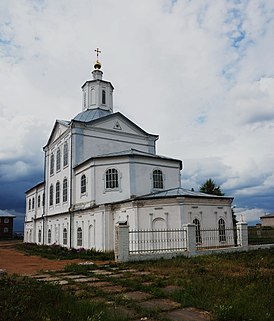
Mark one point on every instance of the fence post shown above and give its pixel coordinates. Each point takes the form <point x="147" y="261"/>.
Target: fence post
<point x="242" y="235"/>
<point x="121" y="250"/>
<point x="190" y="238"/>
____________________
Without any of the pictures, set the entries down again exactly as written.

» **Result of this task**
Mark one point on every instance of the fence post shown above and give its pixel coordinates. Each point takes the form <point x="147" y="261"/>.
Target: fence post
<point x="242" y="235"/>
<point x="121" y="250"/>
<point x="190" y="238"/>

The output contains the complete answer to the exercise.